§ **INSTRUCTIONS FOR THE TASK**: Only lines that contain the word "grass" belong in the answer; copy them from the records below.

[Stored records]
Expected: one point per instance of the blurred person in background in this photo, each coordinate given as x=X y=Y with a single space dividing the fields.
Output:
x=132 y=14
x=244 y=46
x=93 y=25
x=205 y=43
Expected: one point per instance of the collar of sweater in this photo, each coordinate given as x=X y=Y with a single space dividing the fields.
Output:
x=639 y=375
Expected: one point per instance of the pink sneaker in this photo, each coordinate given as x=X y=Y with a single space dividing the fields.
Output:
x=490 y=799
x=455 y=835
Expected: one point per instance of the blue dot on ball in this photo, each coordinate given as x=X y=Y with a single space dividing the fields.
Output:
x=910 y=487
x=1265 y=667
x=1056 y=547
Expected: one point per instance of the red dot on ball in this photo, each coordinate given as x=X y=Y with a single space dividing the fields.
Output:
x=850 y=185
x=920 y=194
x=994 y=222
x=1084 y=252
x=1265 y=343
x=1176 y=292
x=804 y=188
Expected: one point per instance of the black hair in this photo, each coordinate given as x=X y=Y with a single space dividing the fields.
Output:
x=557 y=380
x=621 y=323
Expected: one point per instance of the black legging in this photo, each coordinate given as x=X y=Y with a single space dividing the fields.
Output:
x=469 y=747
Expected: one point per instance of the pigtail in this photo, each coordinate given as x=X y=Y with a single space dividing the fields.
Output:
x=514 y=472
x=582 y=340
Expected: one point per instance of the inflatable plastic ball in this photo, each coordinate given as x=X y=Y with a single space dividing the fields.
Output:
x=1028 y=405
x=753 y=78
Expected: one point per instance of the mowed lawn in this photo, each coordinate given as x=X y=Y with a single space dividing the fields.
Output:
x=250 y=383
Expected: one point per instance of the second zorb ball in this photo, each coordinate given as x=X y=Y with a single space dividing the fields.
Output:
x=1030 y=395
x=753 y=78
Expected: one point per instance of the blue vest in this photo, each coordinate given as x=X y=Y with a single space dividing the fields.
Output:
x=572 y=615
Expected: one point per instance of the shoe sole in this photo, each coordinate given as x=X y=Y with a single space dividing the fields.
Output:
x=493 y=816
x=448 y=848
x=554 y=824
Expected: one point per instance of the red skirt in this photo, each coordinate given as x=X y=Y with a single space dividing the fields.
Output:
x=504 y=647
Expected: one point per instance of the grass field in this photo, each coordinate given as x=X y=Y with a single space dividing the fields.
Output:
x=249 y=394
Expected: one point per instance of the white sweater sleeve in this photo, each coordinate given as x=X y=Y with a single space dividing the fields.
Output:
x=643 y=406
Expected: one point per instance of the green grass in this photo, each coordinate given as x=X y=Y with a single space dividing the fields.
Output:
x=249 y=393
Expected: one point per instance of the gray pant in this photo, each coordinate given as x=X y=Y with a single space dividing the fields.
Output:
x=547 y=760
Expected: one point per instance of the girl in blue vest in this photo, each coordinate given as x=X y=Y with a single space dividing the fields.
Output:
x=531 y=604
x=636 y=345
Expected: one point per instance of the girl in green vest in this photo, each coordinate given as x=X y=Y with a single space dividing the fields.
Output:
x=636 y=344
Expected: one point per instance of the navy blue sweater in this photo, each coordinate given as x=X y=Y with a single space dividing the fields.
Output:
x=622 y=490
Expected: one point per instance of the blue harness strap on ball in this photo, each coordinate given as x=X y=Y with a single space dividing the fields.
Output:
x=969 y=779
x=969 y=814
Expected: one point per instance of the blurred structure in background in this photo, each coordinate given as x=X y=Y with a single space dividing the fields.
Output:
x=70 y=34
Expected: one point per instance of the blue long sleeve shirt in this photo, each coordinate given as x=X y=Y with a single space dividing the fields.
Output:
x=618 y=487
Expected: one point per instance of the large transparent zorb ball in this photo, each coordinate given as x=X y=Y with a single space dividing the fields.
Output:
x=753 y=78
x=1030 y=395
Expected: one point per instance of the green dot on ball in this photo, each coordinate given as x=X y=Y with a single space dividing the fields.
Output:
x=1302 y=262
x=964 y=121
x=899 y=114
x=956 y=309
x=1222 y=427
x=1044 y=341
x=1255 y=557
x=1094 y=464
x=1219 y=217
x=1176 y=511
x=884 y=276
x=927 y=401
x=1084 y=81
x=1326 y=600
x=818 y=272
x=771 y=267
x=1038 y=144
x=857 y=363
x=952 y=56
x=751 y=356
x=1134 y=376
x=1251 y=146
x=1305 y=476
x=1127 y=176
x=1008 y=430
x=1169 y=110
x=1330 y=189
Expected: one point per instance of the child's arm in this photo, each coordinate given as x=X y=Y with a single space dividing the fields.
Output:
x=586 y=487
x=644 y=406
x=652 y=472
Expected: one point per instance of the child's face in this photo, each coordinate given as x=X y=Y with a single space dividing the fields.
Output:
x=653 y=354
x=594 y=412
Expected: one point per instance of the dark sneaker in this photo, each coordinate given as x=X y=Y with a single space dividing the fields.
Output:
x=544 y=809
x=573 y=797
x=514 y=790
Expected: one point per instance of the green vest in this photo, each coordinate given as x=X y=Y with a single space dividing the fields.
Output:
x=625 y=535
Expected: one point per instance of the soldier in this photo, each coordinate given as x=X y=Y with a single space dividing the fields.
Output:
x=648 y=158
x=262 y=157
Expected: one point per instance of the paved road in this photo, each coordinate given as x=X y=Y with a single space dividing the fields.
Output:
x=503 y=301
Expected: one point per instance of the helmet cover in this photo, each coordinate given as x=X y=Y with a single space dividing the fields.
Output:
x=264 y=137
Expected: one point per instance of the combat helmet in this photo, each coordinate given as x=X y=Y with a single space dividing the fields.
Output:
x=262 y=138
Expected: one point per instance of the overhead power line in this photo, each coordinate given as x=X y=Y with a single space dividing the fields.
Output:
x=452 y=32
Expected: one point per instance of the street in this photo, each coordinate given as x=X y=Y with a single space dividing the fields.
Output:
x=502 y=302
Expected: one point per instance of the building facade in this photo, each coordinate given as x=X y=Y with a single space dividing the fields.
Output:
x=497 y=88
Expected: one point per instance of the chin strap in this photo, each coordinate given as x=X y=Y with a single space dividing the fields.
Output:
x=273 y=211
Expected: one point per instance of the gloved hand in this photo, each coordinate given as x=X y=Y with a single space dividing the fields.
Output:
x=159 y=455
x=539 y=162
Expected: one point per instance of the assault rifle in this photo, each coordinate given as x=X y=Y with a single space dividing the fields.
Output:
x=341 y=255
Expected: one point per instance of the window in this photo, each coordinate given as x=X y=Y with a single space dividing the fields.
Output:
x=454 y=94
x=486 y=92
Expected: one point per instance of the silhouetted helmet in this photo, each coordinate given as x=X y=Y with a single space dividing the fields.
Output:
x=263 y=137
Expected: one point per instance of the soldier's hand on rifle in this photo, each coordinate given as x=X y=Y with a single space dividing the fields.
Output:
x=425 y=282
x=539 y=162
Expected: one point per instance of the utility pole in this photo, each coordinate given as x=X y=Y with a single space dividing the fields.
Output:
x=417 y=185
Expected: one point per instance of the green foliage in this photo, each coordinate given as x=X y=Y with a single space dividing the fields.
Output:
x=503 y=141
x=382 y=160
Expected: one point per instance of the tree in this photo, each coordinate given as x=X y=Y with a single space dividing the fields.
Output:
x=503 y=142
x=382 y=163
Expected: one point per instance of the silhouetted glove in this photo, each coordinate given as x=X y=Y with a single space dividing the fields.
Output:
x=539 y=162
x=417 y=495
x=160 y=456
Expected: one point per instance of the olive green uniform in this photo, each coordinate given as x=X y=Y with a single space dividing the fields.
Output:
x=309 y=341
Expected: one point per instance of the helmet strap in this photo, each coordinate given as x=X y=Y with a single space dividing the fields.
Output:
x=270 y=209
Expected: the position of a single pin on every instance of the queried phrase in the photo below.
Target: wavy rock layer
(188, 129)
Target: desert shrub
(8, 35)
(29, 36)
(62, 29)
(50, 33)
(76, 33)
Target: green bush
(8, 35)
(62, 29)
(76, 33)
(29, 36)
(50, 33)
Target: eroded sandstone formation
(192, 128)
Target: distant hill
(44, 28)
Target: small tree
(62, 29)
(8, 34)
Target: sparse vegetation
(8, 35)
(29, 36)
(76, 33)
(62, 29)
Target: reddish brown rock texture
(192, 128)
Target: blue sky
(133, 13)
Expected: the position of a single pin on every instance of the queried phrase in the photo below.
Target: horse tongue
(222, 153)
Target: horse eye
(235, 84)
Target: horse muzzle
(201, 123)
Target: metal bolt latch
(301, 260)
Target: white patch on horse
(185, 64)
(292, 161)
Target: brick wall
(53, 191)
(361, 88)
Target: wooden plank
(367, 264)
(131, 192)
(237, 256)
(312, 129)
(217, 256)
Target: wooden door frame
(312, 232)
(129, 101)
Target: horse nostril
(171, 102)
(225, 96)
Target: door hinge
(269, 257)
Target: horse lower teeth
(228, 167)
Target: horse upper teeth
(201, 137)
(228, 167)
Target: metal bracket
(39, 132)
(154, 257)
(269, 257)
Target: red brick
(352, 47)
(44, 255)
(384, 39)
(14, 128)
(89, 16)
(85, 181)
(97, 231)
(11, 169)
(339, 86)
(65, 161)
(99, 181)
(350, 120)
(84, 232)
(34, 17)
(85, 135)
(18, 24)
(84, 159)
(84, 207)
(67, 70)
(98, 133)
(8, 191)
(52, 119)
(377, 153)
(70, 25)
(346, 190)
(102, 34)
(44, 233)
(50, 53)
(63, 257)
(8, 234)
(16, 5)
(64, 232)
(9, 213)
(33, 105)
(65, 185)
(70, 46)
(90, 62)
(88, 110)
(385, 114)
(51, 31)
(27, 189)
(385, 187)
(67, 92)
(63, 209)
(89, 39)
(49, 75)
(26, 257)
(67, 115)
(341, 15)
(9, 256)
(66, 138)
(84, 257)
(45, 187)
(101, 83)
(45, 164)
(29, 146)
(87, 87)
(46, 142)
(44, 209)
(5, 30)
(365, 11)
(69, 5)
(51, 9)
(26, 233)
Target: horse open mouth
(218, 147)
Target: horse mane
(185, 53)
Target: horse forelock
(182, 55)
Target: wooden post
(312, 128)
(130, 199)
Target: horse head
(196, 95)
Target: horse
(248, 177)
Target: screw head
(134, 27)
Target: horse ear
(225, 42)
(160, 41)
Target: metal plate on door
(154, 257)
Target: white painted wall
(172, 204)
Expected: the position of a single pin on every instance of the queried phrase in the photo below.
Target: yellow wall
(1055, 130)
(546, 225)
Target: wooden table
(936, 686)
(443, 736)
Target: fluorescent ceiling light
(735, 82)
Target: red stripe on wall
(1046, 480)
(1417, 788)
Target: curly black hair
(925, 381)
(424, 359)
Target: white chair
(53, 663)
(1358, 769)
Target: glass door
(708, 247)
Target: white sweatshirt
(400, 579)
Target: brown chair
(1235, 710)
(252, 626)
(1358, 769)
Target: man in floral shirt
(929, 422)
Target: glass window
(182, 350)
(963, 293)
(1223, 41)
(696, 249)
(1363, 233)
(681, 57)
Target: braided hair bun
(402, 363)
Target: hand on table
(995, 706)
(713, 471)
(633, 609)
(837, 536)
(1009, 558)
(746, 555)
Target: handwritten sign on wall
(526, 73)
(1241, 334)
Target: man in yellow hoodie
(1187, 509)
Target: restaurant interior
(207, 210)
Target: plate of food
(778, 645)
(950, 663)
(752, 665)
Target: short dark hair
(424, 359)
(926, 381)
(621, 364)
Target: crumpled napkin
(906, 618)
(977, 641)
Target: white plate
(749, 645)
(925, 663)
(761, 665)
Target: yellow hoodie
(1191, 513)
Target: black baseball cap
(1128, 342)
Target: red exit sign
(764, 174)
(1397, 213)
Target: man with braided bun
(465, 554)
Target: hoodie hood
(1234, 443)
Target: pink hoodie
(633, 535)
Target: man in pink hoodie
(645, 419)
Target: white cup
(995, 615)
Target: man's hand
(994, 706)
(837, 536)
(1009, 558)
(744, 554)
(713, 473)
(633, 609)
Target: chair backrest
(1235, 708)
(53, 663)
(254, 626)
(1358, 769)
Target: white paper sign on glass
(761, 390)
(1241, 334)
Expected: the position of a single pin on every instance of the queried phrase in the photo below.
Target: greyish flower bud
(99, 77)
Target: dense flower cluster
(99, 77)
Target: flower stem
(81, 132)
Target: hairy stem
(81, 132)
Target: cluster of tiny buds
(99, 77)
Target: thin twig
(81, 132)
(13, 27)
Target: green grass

§ **RESPONSE FOR THIS EXERCISE**:
Expected: one point per instance of the grass field in this photo, each coordinate given as x=X y=Y with a single space dividing the fields.
Expected: one point per instance of the green grass in this photo, each coordinate given as x=X y=Y with a single space dividing the fields.
Target: green grass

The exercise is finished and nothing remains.